__REQUIRED TASK__
Lay out every line of the records below as a numbered list, skipping blank lines. Leave the pictures out.

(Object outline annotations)
-----

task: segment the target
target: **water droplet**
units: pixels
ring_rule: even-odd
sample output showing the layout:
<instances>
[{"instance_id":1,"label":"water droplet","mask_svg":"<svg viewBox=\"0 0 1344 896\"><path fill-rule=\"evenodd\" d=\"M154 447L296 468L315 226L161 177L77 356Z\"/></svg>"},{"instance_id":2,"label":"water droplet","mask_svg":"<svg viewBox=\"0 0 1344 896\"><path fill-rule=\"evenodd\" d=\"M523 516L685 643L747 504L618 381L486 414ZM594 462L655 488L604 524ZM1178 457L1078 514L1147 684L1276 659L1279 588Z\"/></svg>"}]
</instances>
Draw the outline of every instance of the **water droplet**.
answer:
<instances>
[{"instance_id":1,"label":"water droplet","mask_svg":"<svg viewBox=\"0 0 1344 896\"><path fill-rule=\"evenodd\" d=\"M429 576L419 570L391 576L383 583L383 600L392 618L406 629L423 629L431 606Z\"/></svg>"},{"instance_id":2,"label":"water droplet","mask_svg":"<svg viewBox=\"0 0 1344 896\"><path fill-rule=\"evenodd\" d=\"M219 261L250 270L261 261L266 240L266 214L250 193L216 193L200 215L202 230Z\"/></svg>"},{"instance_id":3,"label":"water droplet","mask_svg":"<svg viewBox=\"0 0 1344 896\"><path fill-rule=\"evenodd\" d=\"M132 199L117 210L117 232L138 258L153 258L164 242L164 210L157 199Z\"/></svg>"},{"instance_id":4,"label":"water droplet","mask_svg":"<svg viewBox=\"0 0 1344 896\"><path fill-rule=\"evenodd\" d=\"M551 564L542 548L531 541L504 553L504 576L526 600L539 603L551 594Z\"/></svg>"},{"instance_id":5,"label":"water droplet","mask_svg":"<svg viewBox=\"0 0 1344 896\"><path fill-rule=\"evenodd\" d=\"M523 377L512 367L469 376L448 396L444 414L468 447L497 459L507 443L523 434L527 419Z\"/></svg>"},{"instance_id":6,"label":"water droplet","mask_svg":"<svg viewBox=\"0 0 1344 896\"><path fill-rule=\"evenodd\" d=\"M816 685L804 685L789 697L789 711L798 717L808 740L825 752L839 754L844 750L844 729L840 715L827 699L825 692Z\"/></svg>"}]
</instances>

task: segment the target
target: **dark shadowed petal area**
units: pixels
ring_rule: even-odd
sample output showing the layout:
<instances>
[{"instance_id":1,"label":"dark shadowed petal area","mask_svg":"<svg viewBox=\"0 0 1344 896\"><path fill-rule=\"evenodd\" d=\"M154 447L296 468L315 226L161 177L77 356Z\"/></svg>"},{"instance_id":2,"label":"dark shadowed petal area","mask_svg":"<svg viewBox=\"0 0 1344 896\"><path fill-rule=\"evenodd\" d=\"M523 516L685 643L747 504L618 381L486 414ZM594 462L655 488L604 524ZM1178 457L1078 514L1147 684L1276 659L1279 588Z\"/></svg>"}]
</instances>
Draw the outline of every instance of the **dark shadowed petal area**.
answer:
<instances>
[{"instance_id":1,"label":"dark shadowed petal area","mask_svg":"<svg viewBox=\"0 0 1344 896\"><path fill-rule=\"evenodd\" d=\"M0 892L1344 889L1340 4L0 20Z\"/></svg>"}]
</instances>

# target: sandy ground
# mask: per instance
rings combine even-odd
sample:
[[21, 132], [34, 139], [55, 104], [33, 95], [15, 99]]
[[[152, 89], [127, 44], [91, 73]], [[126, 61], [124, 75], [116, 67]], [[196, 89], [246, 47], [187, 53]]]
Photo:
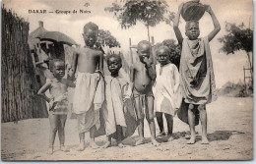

-----

__WRITTEN ANSWER__
1. task: segment the target
2. target: **water droplet**
3. units: pixels
4. ring_rule: even-odd
5. sample output showing the layout:
6. <instances>
7. [{"instance_id":1,"label":"water droplet","mask_svg":"<svg viewBox=\"0 0 1344 896\"><path fill-rule=\"evenodd\" d=\"M154 447L296 468L315 226L161 177L77 356Z\"/></svg>"},{"instance_id":2,"label":"water droplet","mask_svg":"<svg viewBox=\"0 0 1344 896\"><path fill-rule=\"evenodd\" d=\"M523 516L685 643L747 504L618 381L486 414ZM594 462L655 488L604 524ZM1178 457L1078 514L1147 684L1276 659L1279 588Z\"/></svg>"}]
8. </instances>
9. Draw the outline of every instance of the **water droplet**.
10. answer:
11. <instances>
12. [{"instance_id":1,"label":"water droplet","mask_svg":"<svg viewBox=\"0 0 1344 896\"><path fill-rule=\"evenodd\" d=\"M429 576L419 570L391 576L383 583L383 600L392 618L406 629L423 629L431 606Z\"/></svg>"},{"instance_id":2,"label":"water droplet","mask_svg":"<svg viewBox=\"0 0 1344 896\"><path fill-rule=\"evenodd\" d=\"M219 261L250 270L261 261L266 240L266 214L250 193L216 193L200 215L202 230Z\"/></svg>"},{"instance_id":3,"label":"water droplet","mask_svg":"<svg viewBox=\"0 0 1344 896\"><path fill-rule=\"evenodd\" d=\"M132 199L117 210L117 232L138 258L153 258L164 242L164 210L157 199Z\"/></svg>"},{"instance_id":4,"label":"water droplet","mask_svg":"<svg viewBox=\"0 0 1344 896\"><path fill-rule=\"evenodd\" d=\"M551 564L542 548L531 541L504 553L504 576L526 600L539 603L551 594Z\"/></svg>"},{"instance_id":5,"label":"water droplet","mask_svg":"<svg viewBox=\"0 0 1344 896\"><path fill-rule=\"evenodd\" d=\"M523 377L512 367L469 376L448 396L444 414L468 447L497 459L507 443L523 434L527 419Z\"/></svg>"},{"instance_id":6,"label":"water droplet","mask_svg":"<svg viewBox=\"0 0 1344 896\"><path fill-rule=\"evenodd\" d=\"M816 685L804 685L789 697L789 711L798 717L808 740L825 752L839 754L844 750L844 729L840 715L827 699L825 692Z\"/></svg>"}]
13. </instances>
14. task: segment the target
15. target: **dark shadowed petal area**
16. units: pixels
17. ring_rule: even-odd
18. sample output showing the layout:
19. <instances>
20. [{"instance_id":1,"label":"dark shadowed petal area","mask_svg":"<svg viewBox=\"0 0 1344 896\"><path fill-rule=\"evenodd\" d=\"M154 447L296 468L315 226L161 177L77 356Z\"/></svg>"},{"instance_id":2,"label":"dark shadowed petal area","mask_svg":"<svg viewBox=\"0 0 1344 896\"><path fill-rule=\"evenodd\" d=\"M523 516L685 643L747 504L618 381L486 414ZM594 462L655 488L604 524ZM1178 457L1078 514L1147 684L1276 659L1279 588Z\"/></svg>"}]
21. </instances>
22. Draw the outline of every instance of the **dark shadowed petal area**.
23. answer:
24. <instances>
25. [{"instance_id":1,"label":"dark shadowed petal area","mask_svg":"<svg viewBox=\"0 0 1344 896\"><path fill-rule=\"evenodd\" d=\"M0 892L1344 889L1340 4L0 20Z\"/></svg>"}]
26. </instances>
27. # target: sandy ground
28. # mask: per instance
29. rings combine even-odd
30. sample:
31. [[21, 132], [34, 139], [55, 104], [33, 95], [15, 99]]
32. [[[152, 89], [127, 44], [91, 73]], [[126, 61], [124, 75], [116, 67]], [[196, 89], [246, 47], [187, 53]]]
33. Photo:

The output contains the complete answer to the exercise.